### Exercise details
The entries below are to be written out again without alteration.

### Exercise material
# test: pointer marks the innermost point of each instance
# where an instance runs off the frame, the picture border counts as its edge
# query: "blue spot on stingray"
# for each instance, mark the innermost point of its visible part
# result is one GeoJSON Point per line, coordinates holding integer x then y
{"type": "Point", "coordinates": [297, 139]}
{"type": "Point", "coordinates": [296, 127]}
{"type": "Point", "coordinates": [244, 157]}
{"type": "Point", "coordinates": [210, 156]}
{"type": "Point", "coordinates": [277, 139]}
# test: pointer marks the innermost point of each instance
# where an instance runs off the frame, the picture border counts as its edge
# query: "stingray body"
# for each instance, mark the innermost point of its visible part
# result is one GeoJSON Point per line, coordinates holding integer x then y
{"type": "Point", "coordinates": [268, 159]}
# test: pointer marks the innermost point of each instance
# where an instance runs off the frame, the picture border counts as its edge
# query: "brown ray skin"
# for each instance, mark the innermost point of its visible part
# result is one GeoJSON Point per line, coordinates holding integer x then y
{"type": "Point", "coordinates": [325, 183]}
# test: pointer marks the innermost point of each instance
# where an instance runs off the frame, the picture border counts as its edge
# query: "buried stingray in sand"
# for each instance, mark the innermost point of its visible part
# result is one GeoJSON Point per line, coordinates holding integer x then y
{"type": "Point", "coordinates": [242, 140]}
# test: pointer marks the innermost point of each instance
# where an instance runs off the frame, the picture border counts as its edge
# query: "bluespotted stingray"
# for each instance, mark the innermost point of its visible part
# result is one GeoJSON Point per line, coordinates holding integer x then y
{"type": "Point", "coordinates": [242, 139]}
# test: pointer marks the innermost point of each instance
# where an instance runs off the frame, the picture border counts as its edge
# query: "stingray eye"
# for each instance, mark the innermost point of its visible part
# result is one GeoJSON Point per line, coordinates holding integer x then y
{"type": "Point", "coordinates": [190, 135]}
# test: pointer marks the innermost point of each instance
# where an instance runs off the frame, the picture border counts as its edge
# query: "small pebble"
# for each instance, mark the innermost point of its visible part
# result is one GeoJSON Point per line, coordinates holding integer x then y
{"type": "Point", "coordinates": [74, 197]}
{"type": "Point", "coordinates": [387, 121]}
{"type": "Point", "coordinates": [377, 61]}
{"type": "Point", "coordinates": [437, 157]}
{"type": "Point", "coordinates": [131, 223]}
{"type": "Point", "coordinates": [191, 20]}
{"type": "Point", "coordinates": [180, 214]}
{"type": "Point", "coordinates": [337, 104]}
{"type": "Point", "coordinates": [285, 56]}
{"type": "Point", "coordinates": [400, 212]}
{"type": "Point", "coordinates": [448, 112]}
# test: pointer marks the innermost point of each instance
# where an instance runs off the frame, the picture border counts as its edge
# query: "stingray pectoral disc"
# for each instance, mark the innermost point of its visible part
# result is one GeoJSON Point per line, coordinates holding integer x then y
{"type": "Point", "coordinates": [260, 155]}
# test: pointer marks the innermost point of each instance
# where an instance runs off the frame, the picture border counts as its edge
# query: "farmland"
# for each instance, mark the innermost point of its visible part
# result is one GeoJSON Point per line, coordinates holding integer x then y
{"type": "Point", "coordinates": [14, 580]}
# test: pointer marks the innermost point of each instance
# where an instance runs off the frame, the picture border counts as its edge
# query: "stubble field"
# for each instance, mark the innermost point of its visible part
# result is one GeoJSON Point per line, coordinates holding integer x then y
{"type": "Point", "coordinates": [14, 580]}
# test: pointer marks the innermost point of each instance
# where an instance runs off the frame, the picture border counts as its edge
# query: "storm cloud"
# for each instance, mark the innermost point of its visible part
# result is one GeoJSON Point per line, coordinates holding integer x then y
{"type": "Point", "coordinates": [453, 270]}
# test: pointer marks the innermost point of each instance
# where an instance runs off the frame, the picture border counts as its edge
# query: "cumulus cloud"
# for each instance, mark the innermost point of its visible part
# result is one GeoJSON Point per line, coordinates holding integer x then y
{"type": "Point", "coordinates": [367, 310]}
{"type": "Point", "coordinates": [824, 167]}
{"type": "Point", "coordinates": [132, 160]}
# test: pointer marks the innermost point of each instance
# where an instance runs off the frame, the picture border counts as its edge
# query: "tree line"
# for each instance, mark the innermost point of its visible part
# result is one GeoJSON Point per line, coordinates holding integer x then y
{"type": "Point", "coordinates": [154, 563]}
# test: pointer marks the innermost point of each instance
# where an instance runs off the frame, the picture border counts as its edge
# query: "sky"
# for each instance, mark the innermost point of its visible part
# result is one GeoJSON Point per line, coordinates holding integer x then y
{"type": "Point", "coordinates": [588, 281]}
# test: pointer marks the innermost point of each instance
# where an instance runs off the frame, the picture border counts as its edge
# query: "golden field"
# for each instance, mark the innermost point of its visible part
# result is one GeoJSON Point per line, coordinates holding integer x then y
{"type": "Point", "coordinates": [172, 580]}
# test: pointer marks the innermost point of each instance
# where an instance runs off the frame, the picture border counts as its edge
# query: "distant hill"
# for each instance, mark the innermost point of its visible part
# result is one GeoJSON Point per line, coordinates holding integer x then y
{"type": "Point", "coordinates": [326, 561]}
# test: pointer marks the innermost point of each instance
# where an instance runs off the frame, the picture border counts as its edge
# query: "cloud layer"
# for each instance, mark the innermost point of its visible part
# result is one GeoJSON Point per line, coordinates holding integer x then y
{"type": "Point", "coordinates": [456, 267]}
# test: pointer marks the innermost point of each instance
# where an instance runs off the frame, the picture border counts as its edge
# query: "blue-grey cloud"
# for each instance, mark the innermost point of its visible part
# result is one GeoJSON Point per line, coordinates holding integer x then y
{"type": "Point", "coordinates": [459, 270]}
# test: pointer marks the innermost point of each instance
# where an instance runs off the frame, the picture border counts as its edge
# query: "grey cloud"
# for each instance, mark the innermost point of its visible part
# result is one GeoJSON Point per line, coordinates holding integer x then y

### Answer to the task
# test: pointer marks the innermost point of each instance
# where an instance runs off the frame, the picture border counts as its edge
# query: "blue spot on stingray"
# for each instance, mark the innermost point of its visible part
# result is one GeoJSON Point per line, coordinates holding integer x then y
{"type": "Point", "coordinates": [297, 139]}
{"type": "Point", "coordinates": [296, 127]}
{"type": "Point", "coordinates": [244, 157]}
{"type": "Point", "coordinates": [210, 156]}
{"type": "Point", "coordinates": [277, 139]}
# test: pointer marks the innermost point of each instance
# where an instance runs off the frame, the picture border counts as its edge
# query: "stingray body"
# for each instance, mark the innermost point of its visible part
# result is one GeoJSON Point per line, coordinates holding integer x then y
{"type": "Point", "coordinates": [268, 159]}
# test: pointer marks the innermost point of each instance
# where an instance runs off the frame, the picture border counts as its edge
# query: "brown ray skin"
# for each instance, mark the innermost point of its visible part
# result is one GeoJSON Point per line, coordinates holding integer x then y
{"type": "Point", "coordinates": [325, 183]}
# test: pointer marks the innermost point of each instance
# where an instance runs off the frame, the picture border counts as its edge
# query: "buried stingray in sand"
# for each instance, mark the innermost point of its visible part
# result is one GeoJSON Point per line, coordinates holding integer x then y
{"type": "Point", "coordinates": [242, 140]}
# test: pointer marks the innermost point of each instance
# where an instance runs off the frame, the picture border counts as its edge
# query: "bluespotted stingray"
# for each instance, mark the innermost point of its visible part
# result is one GeoJSON Point per line, coordinates holding integer x then y
{"type": "Point", "coordinates": [242, 139]}
# test: pointer marks the innermost point of each instance
# where an instance runs off the frame, the picture border counts as its edge
# query: "stingray eye"
# for each instance, mark the innermost point of its visible part
# result is one GeoJSON Point per line, coordinates holding integer x then y
{"type": "Point", "coordinates": [190, 135]}
# test: pointer marks the innermost point of each instance
# where an instance runs off the frame, the picture border counts as its edge
# query: "small pebble"
# for each instance, mark the innermost point of its visible part
# result is one GeoJSON Point per line, coordinates holding integer x then y
{"type": "Point", "coordinates": [74, 197]}
{"type": "Point", "coordinates": [387, 121]}
{"type": "Point", "coordinates": [377, 61]}
{"type": "Point", "coordinates": [437, 157]}
{"type": "Point", "coordinates": [131, 223]}
{"type": "Point", "coordinates": [191, 20]}
{"type": "Point", "coordinates": [180, 214]}
{"type": "Point", "coordinates": [337, 104]}
{"type": "Point", "coordinates": [285, 56]}
{"type": "Point", "coordinates": [400, 212]}
{"type": "Point", "coordinates": [448, 112]}
# test: pointer marks the innermost point of each instance
# where an instance runs off the frame, the picture border counts as its edge
# query: "stingray pectoral disc"
# for each instance, mark the innermost point of its visible part
# result is one GeoJSON Point per line, coordinates holding integer x then y
{"type": "Point", "coordinates": [260, 155]}
# test: pointer marks the innermost point of each instance
# where an instance runs off the frame, the picture border counts as its edge
# query: "farmland"
# for each instance, mark the innermost point of its visible part
# result is one GeoJSON Point per line, coordinates holding integer x then y
{"type": "Point", "coordinates": [14, 580]}
# test: pointer marks the innermost point of each instance
# where an instance runs off the frame, the picture border counts as its edge
# query: "stubble field"
# for each instance, mark the innermost point of its visible part
# result is one GeoJSON Point per line, coordinates holding integer x then y
{"type": "Point", "coordinates": [14, 580]}
# test: pointer marks the innermost point of each instance
# where an instance runs off the frame, the picture border counts as its edge
# query: "storm cloud"
# for each instance, mark the innermost point of its visible part
# result is one GeoJSON Point per line, coordinates holding integer x then y
{"type": "Point", "coordinates": [453, 270]}
# test: pointer marks the innermost point of each instance
# where an instance runs off the frame, the picture border counts as its edge
# query: "cumulus cloud"
# for each instance, mark the innermost point of its visible part
# result is one GeoJSON Point per line, coordinates holding integer x then y
{"type": "Point", "coordinates": [367, 310]}
{"type": "Point", "coordinates": [824, 167]}
{"type": "Point", "coordinates": [132, 160]}
# test: pointer marks the innermost point of each instance
# where an instance runs off the frame, the picture border counts as its edge
# query: "tree line"
# for each instance, mark the innermost point of its visible part
# result is one GeoJSON Point per line, coordinates holding integer x then y
{"type": "Point", "coordinates": [154, 563]}
# test: pointer marks the innermost point of each instance
# where an instance runs off the frame, the picture border counts as its edge
# query: "sky"
# for each instance, mark the innermost point of its visible part
# result is one GeoJSON Point per line, coordinates holding integer x then y
{"type": "Point", "coordinates": [588, 281]}
# test: pointer marks the innermost point of each instance
# where an instance runs off the frame, the picture border counts as its edge
# query: "golden field"
# for each instance, mark the innermost point of its visible part
# result is one GeoJSON Point per line, coordinates holding integer x then y
{"type": "Point", "coordinates": [172, 580]}
# test: pointer marks the innermost point of each instance
# where an instance runs off the frame, the picture border counts as its edge
# query: "distant hill"
# for each instance, mark the innermost point of its visible part
# result is one GeoJSON Point per line, coordinates holding integer x then y
{"type": "Point", "coordinates": [326, 561]}
# test: pointer marks the innermost point of each instance
# where an instance runs off the frame, the picture border counts as its edge
# query: "cloud layer"
# for each instance, mark the innermost point of its visible part
# result is one GeoJSON Point per line, coordinates holding integer x then y
{"type": "Point", "coordinates": [456, 267]}
# test: pointer marks the innermost point of each instance
# where an instance runs off the frame, the picture border counts as its edge
# query: "blue-grey cloud"
# for each instance, mark the innermost point of its visible part
# result is one GeoJSON Point per line, coordinates holding integer x then y
{"type": "Point", "coordinates": [459, 270]}
# test: pointer marks the innermost point of each instance
# where an instance runs off the frame, the picture border counts as its edge
# query: "grey cloud"
# for each instance, mark the innermost point of its visible part
# result is one GeoJSON Point per line, coordinates holding integer x then y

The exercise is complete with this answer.